I don’t remember the exact date. I remember the temperature.
Cool enough that my breath showed, warm enough that the forest still smelled alive. The trail was quiet, no voices, no dogs, no rush. Just dirt under my boots and the steady rhythm of my breath, trying to find its way back to normal.
At that point in my life, “normal” felt like a rumor.
Hospitals have their own kind of silence. It’s not peaceful. It’s waiting in silence. The kind that hums in the background while machines beep and time stretches thin. When your child is sick, really sick, your nervous system never fully powers down. Even when you sleep, part of you stays on watch.
That morning on the trail, I wasn’t hiking for joy. I was hiking because I needed somewhere for the fear to go.
The First Miles Were Always the Hardest
At first, my body resisted. My legs felt heavy. My chest tight. Thoughts crowded in the way they always did, appointments, labs, numbers, what-ifs that refused to stay quiet.
I almost turned back.
That urge, to retreat, to stay close to what feels safer, is strong when you’ve spent months living in survival mode. But something in me knew that if I went home, the fear would just follow me.
So I kept walking.
One step. Then another. Then another.
Not fast. Not strong. Just forward.

When the Noise Finally Dropped Away
It didn’t happen all at once. The trail didn’t suddenly fix anything. There was no cinematic moment where everything made sense.
But somewhere between the second bend and the rise where the trees thin out, my shoulders dropped.
I noticed the sound of leaves shifting overhead. The uneven rhythm of my boots on rock. The way the trail narrowed and widened without asking permission.
The noise in my head didn’t disappear, but it softened. It stopped demanding answers.
And that was enough.
For the first time in a long time, my body remembered how to be here instead of bracing for impact.
What the Trail Did That Nothing Else Could
People talk about coping strategies like they’re interchangeable. As if deep breathing and journaling and positive thinking all work the same way for everyone.
They don’t.
What hiking gave me during my child’s health journey wasn’t distraction, it was containment.
The trail gave my fear somewhere to stretch out without swallowing me whole. It gave my grief a pace. It gave my anger somewhere to burn off instead of turning inward. Because what is the point of being angry at something that is beyond your control, like a genetic disorder? Or at the doctors who were going above and beyond to save your son when healing wasn’t as linear as one would hope.

++++++

* _YOUR TASKS_
**1.** What does the essay about hiking say hiking gave the writer during the child's health journey, instead of distraction?
**2.** Please write the next part of the essay about hiking, continuing from its final sentence.

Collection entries
++++++

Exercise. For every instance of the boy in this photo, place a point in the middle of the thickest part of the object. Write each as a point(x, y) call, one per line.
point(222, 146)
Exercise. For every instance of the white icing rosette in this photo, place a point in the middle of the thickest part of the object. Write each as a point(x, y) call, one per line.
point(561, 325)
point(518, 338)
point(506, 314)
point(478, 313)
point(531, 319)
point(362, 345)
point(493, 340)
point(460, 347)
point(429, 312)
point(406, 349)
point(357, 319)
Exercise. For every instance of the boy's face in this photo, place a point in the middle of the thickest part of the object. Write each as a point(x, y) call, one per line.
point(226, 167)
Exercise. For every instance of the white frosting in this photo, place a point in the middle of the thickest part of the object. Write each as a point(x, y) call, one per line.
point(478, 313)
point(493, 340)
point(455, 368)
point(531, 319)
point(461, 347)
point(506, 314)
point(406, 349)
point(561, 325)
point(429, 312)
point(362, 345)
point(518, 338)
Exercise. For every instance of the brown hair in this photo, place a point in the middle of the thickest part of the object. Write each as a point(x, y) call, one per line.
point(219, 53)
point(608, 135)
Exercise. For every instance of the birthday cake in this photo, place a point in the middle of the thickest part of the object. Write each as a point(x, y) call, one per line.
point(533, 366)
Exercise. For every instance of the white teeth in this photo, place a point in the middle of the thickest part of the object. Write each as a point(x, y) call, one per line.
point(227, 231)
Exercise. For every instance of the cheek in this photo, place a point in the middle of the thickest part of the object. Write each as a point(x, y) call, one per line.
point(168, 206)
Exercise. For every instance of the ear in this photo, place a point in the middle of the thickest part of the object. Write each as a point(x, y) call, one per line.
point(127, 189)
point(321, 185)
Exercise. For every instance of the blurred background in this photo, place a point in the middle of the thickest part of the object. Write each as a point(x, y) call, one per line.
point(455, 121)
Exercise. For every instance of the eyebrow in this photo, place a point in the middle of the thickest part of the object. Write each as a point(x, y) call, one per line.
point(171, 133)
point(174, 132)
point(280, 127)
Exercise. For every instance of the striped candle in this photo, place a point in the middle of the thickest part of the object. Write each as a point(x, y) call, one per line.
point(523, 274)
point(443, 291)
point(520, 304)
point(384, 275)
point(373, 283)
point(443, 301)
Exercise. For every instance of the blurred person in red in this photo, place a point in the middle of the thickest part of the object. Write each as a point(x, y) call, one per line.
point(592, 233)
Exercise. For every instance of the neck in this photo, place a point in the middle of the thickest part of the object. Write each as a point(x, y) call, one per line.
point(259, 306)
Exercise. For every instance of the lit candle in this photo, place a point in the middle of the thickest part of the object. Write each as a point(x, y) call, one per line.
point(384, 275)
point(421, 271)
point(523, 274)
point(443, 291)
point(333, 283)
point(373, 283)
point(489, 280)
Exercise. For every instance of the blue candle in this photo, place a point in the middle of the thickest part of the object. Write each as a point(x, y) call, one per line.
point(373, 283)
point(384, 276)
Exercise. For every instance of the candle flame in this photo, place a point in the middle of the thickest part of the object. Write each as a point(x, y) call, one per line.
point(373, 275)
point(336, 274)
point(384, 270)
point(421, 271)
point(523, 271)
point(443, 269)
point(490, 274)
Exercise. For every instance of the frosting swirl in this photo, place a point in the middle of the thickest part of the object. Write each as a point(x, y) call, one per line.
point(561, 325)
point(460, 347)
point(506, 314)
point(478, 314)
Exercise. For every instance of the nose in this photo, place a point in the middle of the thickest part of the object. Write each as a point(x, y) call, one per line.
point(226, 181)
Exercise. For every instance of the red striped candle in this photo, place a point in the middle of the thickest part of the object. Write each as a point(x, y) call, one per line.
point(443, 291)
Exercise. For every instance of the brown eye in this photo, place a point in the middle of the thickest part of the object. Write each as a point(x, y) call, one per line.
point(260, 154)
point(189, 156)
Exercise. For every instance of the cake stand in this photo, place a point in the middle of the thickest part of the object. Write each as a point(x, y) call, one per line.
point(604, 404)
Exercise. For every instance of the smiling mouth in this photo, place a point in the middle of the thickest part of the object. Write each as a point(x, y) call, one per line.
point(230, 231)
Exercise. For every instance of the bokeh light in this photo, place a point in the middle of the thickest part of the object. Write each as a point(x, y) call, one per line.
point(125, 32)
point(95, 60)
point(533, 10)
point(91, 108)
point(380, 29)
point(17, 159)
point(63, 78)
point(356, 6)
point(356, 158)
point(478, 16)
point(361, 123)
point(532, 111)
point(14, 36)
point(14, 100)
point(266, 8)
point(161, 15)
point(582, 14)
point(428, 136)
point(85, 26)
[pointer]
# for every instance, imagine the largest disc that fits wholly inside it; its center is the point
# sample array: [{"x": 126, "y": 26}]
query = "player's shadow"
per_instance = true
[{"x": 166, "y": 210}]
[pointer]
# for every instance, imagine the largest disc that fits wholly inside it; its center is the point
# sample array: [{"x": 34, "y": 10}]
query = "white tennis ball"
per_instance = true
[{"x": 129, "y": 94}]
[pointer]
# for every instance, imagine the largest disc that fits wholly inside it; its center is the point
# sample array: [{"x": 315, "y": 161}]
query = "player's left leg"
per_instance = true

++++++

* _ACTIVITY ANSWERS_
**1.** Containment.

**2.**
On the trail, I didn’t have to be optimistic. I didn’t have to be brave in the way people expect bravery to look. I just had to keep moving.
The trail didn’t ask me how things were going.
It didn’t need updates.
It didn’t need hope.
It held me anyway.

The Pattern I Didn’t See Until Later
At the time, I thought hiking was just something that helped me get through a brutal chapter. I didn’t realize I was learning a pattern I’d carry into everything else.
When things felt overwhelming, I learned to:
- Focus on the next step instead of the whole climb
- Accept uneven terrain instead of fighting it
- Trust that rest would come, even if I couldn’t see it yet
The trail taught me that endurance isn’t about pushing harder; it’s about not quitting on yourself when progress feels invisible.
That lesson showed up everywhere later. In art. In business. In parenting. In healing.
What This Season Taught Me About Strength
I used to think strength looked like holding it all together without cracking. Like staying calm. Like being the steady one everyone could lean on.
That season rewired me.
Strength, I learned, looks like letting your breath hitch and walking anyway.
It looks like choosing movement over paralysis.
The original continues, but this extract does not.